■ Required work:
Copy all records exactly, excluding images.

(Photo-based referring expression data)
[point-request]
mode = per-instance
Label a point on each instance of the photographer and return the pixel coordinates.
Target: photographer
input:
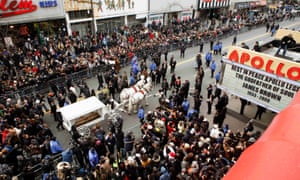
(286, 42)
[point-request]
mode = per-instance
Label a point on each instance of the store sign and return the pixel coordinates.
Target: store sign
(26, 11)
(270, 64)
(15, 7)
(48, 4)
(259, 87)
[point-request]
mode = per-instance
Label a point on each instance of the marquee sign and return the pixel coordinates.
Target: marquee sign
(269, 82)
(22, 11)
(270, 64)
(211, 4)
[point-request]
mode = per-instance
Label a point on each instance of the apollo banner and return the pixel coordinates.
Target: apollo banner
(209, 4)
(22, 11)
(109, 8)
(268, 81)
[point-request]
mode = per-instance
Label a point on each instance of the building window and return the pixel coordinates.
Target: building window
(79, 14)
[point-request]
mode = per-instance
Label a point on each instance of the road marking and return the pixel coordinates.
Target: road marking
(247, 40)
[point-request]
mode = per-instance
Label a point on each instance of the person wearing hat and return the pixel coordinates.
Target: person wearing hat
(141, 114)
(164, 174)
(285, 43)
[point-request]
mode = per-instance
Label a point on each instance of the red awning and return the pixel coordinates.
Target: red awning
(275, 155)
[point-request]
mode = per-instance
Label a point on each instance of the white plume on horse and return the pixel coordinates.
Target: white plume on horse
(137, 98)
(126, 93)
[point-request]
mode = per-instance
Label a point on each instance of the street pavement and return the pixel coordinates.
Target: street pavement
(185, 69)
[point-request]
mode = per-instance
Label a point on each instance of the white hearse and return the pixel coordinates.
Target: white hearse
(84, 113)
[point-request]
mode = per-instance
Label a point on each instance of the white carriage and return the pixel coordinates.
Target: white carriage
(86, 113)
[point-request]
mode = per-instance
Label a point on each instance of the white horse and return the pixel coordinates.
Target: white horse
(126, 93)
(139, 96)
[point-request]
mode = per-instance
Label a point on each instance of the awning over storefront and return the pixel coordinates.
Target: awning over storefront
(141, 16)
(212, 4)
(258, 3)
(242, 5)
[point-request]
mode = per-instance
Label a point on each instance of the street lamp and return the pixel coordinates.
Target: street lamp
(93, 18)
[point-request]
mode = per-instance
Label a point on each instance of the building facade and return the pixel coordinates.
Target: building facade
(22, 20)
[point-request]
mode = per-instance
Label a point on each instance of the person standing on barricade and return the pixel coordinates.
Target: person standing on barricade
(172, 64)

■ Worked solution:
[point-request]
mode = per-instance
Label a point on each instance of the photographer and return the pixel coordinates.
Target: photographer
input:
(286, 42)
[point-request]
mode = per-instance
Label a point on each instance of the store sign and return the pixel coordinates.
Target: store sign
(26, 11)
(270, 64)
(15, 7)
(48, 4)
(259, 87)
[point-request]
mode = per-instance
Label a point on each instance of the marquee sign and return the pixel coordinates.
Target: marquee sign
(269, 82)
(22, 11)
(270, 64)
(211, 4)
[point-request]
mode = per-instance
Label a point on each instance of the apollo banner and return the pixel coordinates.
Target: apollo banner
(209, 4)
(22, 11)
(109, 8)
(268, 81)
[point-request]
mode = per-instance
Label a point on each instance of the building window and return the pixel coordinates.
Target: building window
(79, 14)
[point-request]
mode = per-instance
Label a point on each instance of the road marking and return the pixel coordinates.
Target: road marking
(247, 40)
[point-request]
mode = per-instance
Label a point on each instance of the person wearing hat and return the pixel coordinates.
Target: person wearing hat
(141, 114)
(164, 174)
(285, 43)
[point-request]
mode = per-instance
Label a point on each instance of the red awning and return the pixel coordinates.
Target: red awning
(275, 155)
[point-request]
mode = per-instance
Label a point on each instance of the white plume on horse and return the pixel coordinates.
Target: white plume on horse
(137, 98)
(126, 93)
[point-request]
mode = per-instance
Label a point on each instance of the street pavement and return the pixel coordinates.
Target: street pavement
(185, 69)
[point-request]
mode = per-instance
Label a point on each instance of the white hearse and return the pixel coordinates.
Target: white hearse
(84, 113)
[point-request]
mode = per-instance
Label a point on each instance of the white carriage and return the pixel coordinates.
Target: white carriage
(86, 113)
[point-request]
mode = per-instance
Label a point on each instance of the white horse and return the pixel coordinates.
Target: white horse
(126, 93)
(139, 96)
[point-request]
mode = per-instance
Label a point on each instance of the awning over storefront and return the pixel coordinates.
Target: awning over storefront
(141, 16)
(212, 4)
(258, 3)
(242, 5)
[point-request]
mode = per-instance
Label a point on each instance of the street lamp and return the pixel coordinates.
Target: street lamp
(93, 18)
[point-request]
mode = per-instance
Label a point on each instance of the building facade and return the pixel coordinates.
Target: building facade
(22, 20)
[point-request]
mode = per-instance
Label a point on each instance of the person standing on barricade and return the pixel coordinates.
Target: person standing on barricade
(172, 64)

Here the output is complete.